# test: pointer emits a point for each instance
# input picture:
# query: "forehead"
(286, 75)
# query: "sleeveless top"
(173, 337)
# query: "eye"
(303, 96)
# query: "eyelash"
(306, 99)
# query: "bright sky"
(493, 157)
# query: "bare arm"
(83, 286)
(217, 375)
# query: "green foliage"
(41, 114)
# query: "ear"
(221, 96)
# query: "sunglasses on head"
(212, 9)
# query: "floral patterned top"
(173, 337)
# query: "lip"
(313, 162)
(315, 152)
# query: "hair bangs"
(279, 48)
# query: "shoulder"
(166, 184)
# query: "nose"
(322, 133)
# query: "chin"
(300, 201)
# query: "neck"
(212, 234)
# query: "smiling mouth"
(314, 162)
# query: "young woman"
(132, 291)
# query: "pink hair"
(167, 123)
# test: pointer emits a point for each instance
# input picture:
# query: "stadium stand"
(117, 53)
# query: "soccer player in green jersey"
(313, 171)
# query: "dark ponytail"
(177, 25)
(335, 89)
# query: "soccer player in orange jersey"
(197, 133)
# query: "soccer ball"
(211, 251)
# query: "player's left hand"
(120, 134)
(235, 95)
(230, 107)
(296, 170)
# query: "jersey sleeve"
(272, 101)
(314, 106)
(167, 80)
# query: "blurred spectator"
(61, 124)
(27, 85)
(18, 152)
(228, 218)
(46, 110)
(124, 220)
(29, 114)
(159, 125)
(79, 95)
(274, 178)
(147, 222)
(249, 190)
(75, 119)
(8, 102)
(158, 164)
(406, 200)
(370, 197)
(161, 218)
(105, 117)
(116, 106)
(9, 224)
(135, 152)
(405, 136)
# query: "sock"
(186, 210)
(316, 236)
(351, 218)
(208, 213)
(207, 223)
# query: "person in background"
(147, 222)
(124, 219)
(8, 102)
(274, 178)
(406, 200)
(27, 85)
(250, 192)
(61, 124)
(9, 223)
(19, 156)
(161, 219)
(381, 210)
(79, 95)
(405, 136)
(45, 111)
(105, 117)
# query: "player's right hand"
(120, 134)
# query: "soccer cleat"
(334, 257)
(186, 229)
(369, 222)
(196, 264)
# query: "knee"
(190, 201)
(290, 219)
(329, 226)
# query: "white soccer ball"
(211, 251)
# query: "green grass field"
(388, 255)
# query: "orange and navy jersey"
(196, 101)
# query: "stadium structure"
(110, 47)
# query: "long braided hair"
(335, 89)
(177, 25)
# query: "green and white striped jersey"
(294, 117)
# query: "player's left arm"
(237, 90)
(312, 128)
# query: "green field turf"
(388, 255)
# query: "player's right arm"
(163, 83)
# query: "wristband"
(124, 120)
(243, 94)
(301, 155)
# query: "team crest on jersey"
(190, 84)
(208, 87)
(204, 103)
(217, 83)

+++

**YOUR OBJECTIVE:** Print from the line containing "and white striped" to the last line above, exactly as written.

**RIGHT ANSWER:**
# query: "green and white striped jersey"
(294, 117)
# query: "player's left arm"
(237, 90)
(312, 128)
# query: "green field turf"
(388, 255)
# query: "player's right arm"
(163, 83)
# query: "wristband"
(124, 120)
(243, 94)
(301, 155)
# query: "team crest on jersey"
(190, 84)
(208, 87)
(204, 103)
(217, 83)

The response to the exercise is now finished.